(Short task): Rewrite the rows from the very start through the line containing "235 41 L 231", putting "child's eye" in place of "boy's eye" and keeping everything else the same. Leave the picture out of your version.

───── Task input ─────

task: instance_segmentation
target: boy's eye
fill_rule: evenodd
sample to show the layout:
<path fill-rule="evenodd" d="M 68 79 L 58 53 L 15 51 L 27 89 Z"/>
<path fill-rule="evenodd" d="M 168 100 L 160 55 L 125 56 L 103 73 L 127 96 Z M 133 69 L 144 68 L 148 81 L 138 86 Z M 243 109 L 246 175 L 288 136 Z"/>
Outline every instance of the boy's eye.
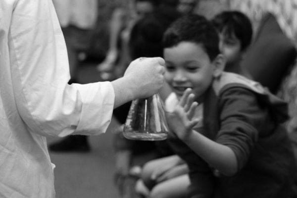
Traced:
<path fill-rule="evenodd" d="M 172 65 L 166 65 L 166 69 L 168 71 L 172 71 L 174 69 L 175 67 Z"/>
<path fill-rule="evenodd" d="M 235 41 L 231 39 L 228 39 L 224 41 L 224 43 L 226 45 L 232 46 L 235 45 L 236 43 Z"/>

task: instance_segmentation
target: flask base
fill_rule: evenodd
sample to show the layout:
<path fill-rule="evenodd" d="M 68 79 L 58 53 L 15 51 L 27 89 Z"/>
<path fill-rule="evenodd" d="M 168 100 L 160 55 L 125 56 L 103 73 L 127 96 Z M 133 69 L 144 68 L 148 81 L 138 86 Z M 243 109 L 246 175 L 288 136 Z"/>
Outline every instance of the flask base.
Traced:
<path fill-rule="evenodd" d="M 164 140 L 167 138 L 167 134 L 165 133 L 144 133 L 125 132 L 123 133 L 123 135 L 127 139 L 148 141 Z"/>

─────

(Answer to this task):
task: instance_segmentation
target: child's eye
fill_rule: evenodd
sample to show the layout:
<path fill-rule="evenodd" d="M 68 79 L 58 53 L 15 51 L 27 89 Z"/>
<path fill-rule="evenodd" d="M 168 100 L 160 55 L 125 56 L 103 73 L 127 96 Z M 133 69 L 144 68 L 148 81 L 138 86 Z M 243 109 L 246 175 L 288 136 Z"/>
Outline every instance of the child's eye.
Traced:
<path fill-rule="evenodd" d="M 172 65 L 166 65 L 166 69 L 168 71 L 172 71 L 174 69 L 175 67 Z"/>
<path fill-rule="evenodd" d="M 235 41 L 231 39 L 228 39 L 224 41 L 224 43 L 226 45 L 232 46 L 235 45 L 236 43 Z"/>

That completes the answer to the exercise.